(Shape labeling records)
----------

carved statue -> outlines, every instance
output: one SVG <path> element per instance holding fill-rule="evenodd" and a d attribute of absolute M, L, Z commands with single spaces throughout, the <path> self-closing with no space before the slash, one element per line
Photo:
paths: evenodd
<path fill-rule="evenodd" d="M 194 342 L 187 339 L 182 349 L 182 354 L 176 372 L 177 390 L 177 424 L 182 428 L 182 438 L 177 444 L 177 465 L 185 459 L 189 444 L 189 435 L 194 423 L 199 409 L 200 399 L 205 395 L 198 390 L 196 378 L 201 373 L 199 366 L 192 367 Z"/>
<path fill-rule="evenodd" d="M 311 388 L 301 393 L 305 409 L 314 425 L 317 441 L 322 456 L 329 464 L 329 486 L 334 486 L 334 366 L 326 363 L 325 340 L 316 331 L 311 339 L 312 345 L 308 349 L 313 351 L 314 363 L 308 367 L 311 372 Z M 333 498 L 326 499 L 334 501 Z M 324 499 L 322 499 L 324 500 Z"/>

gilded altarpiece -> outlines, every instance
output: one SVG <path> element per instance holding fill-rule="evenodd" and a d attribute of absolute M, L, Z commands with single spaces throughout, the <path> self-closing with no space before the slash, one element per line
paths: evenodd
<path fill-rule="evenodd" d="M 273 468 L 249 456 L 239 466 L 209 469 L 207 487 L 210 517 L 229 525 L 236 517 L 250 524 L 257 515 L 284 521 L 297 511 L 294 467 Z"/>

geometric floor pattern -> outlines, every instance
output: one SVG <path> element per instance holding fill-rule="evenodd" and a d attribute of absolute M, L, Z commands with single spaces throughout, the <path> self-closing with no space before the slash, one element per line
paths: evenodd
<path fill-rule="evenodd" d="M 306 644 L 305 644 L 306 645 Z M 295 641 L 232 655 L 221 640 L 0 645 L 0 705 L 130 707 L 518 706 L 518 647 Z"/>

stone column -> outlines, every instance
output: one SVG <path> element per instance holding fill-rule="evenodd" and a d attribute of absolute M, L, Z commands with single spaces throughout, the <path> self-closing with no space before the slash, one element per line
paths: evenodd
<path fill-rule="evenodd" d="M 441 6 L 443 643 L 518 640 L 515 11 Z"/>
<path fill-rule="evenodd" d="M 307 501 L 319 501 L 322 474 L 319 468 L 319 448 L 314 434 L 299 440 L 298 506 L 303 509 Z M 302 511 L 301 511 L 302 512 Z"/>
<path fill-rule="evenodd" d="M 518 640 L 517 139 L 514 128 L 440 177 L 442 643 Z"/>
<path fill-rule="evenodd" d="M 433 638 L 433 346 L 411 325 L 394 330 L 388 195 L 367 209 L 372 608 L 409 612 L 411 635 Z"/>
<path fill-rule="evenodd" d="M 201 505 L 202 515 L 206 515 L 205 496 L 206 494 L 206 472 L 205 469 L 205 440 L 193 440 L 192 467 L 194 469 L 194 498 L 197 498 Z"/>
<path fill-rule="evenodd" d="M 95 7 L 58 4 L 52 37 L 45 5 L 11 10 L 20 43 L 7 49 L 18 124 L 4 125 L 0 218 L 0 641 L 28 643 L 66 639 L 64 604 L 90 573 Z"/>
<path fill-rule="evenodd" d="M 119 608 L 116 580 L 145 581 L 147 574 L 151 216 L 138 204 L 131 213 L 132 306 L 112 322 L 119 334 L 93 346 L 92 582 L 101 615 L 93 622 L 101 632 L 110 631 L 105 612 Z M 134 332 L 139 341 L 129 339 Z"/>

----------

### Exercise goal
Extract the lines of the records that begin at the line containing "geometric floor pattern" and end at the line containing "306 644 L 305", including both, and repeat them exactly.

### Final answer
geometric floor pattern -> outlines, every instance
output: one SVG <path> element per instance holding fill-rule="evenodd" and a d attribute of absolute M, L, Z commands with single spaces throughout, the <path> self-closing with no space before the slash, one element per line
paths: evenodd
<path fill-rule="evenodd" d="M 306 644 L 305 644 L 306 645 Z M 295 641 L 232 655 L 221 640 L 0 645 L 0 705 L 130 707 L 518 706 L 518 647 Z"/>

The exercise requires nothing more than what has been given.